== Passage shown

The mod function computes a remainder $r$ such that when $r \neq 0$ the sign of $r$ is the same as the sign of $b$. Thus, if $b > 0$ then mod(a, b) will be in the range $[0, b)$. An exception is raised if the modulus $b$ is zero. This is summarised in the following table.

There is no function implemented to compute the quotient corresponding to the remainder given by mod.

julia> mod(ZZ(4), ZZ(3))
1

julia> mod(ZZ(2), ZZ(0))
ERROR: DivideError: integer division error

Divisibility testing

• divides(a::ZZRingElem, b::ZZRingElem) -> (Bool, ZZRingElem)

In OSCAR, we say that $b$ divides $a$ if there exists $c$ in the same ring such that $a = bc$.

The call divides(a, b) returns a tuple (flag, q) where flag is either true if b divides a in which case q will be a quotient, or flag is false if b does not divide a in which case q will be an integer whose value is not defined.

julia> divides(ZZ(6), ZZ(3))
(true, 2)

julia> divides(ZZ(5), ZZ(2))
(false, 0)

Note that for convenience we define:

julia> divides(ZZ(0), ZZ(0))
(true, 0)

Greatest common divisor

Greatest common divisor

• gcd(a::ZZRingElem, b::ZZRingElem) -> ZZRingElem

Return the greatest common divisor of its inputs, which is by definition the largest integer dividing the two inputs, unless both inputs are zero in which case it returns zero. The result will always be non-negative and will only be zero if both inputs are zero.

julia> gcd(ZZ(34), ZZ(17))
17

julia> gcd(ZZ(3), ZZ(0))
3

Extended GCD

• gcdx(a::ZZRingElem, b::ZZRingElem) -> (ZZRingElem, ZZRingElem, ZZRingElem)

====

### [Stated exercise a]
Quote the OSCAR integer functions excerpt word for word, starting at "There is no" and ending at "-> (Bool, ZZRingElem)".
These entries are unrelated to the OSCAR integer functions excerpt.

== Given records

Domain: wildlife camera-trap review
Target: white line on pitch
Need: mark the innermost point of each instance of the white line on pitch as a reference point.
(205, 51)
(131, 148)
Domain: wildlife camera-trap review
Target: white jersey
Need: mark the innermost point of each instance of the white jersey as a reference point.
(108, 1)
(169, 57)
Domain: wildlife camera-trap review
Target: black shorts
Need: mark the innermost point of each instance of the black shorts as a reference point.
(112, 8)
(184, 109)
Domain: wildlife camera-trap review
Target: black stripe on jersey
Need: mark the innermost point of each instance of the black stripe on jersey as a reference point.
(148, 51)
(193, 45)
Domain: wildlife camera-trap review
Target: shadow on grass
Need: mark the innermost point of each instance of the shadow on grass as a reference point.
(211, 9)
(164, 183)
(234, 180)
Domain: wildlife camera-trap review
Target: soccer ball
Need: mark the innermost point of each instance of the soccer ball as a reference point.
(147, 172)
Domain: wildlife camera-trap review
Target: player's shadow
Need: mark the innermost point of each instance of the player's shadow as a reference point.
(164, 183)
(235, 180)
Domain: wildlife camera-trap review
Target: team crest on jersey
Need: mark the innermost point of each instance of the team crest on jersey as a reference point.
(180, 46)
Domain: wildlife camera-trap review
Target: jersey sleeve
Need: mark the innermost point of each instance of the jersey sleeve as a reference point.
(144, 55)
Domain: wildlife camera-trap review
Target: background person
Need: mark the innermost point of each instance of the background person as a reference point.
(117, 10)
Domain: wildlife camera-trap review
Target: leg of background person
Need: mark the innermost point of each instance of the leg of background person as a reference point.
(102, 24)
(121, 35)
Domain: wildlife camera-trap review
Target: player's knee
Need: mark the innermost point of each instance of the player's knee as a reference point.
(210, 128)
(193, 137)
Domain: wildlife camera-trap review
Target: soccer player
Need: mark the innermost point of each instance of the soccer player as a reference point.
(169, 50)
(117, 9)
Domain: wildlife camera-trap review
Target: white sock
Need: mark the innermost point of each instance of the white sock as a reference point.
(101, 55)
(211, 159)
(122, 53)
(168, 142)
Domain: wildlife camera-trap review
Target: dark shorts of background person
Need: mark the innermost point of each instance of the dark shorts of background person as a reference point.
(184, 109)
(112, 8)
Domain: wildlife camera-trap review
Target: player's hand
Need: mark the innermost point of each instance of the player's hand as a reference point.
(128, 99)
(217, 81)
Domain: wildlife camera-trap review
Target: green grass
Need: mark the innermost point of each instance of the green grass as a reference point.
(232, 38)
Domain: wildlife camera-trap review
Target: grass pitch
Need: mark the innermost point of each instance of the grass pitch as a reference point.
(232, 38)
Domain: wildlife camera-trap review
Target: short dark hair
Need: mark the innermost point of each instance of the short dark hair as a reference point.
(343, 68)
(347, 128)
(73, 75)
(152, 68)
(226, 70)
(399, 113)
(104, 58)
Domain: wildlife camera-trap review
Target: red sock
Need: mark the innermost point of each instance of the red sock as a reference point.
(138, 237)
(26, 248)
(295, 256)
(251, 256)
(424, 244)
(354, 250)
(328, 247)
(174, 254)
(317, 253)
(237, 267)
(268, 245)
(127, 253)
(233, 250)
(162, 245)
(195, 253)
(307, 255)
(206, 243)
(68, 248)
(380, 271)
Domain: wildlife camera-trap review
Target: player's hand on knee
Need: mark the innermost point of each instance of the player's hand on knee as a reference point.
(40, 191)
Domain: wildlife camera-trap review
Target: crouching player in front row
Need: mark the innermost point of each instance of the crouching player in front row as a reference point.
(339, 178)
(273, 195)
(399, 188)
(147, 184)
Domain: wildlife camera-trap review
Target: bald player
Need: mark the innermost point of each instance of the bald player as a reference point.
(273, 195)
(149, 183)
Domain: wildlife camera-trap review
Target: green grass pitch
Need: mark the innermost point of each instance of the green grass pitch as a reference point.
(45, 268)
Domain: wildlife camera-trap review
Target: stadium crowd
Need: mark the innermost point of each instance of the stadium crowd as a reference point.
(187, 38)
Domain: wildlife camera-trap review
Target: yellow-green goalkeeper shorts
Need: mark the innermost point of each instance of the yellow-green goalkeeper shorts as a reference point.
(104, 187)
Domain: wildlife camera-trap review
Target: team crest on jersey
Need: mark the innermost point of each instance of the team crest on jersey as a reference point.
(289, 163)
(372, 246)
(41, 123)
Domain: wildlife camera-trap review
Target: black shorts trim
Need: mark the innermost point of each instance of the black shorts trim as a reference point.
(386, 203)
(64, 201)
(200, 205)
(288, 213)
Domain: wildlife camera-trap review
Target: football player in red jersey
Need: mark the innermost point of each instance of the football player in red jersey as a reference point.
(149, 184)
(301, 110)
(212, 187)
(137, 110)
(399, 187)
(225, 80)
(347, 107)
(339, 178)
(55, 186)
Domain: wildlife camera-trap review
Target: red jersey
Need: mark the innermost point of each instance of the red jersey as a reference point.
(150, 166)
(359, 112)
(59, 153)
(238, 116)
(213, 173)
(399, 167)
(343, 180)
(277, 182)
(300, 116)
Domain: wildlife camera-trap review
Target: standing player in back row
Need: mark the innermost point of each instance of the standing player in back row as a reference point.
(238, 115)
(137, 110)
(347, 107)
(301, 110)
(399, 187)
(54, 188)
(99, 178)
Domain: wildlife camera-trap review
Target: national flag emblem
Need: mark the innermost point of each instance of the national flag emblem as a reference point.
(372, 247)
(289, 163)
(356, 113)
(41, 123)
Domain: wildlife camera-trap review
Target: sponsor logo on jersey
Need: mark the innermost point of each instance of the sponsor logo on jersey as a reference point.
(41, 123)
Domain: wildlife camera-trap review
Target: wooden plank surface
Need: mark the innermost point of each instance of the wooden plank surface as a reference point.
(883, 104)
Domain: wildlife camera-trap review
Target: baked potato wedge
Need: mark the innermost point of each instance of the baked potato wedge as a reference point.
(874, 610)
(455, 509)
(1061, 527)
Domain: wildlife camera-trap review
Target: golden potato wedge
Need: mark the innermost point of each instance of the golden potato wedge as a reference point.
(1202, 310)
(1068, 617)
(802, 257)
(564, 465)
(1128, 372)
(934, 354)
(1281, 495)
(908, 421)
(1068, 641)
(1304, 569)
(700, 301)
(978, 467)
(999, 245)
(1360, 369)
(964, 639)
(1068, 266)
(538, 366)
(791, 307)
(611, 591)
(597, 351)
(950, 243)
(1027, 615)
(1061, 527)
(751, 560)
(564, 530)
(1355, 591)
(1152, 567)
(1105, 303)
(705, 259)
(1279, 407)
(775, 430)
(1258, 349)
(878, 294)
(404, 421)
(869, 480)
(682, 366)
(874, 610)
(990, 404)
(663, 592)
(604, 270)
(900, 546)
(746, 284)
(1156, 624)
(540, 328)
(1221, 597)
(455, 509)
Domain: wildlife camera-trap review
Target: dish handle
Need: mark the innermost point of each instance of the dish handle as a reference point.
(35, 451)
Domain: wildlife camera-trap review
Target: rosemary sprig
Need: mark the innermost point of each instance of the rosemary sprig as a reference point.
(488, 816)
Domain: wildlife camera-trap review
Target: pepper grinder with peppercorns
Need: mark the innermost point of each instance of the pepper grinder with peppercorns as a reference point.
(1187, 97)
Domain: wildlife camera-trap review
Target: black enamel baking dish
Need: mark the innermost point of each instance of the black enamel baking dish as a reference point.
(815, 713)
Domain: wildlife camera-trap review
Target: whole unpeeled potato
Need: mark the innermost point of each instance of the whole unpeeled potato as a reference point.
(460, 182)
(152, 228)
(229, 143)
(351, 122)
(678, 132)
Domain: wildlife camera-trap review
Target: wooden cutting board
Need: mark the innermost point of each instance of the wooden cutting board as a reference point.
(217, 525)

====

### [Stated exercise b]
Extract every line of the entries that contains the string "standing", treating uppercase and lowercase as different.

### [Task solution a]
There is no function implemented to compute the quotient corresponding to the remainder given by mod.

julia> mod(ZZ(4), ZZ(3))
1

julia> mod(ZZ(2), ZZ(0))
ERROR: DivideError: integer division error

Divisibility testing

• divides(a::ZZRingElem, b::ZZRingElem) -> (Bool, ZZRingElem)

### [Task solution b]
Target: standing player in back row
Need: mark the innermost point of each instance of the standing player in back row as a reference point.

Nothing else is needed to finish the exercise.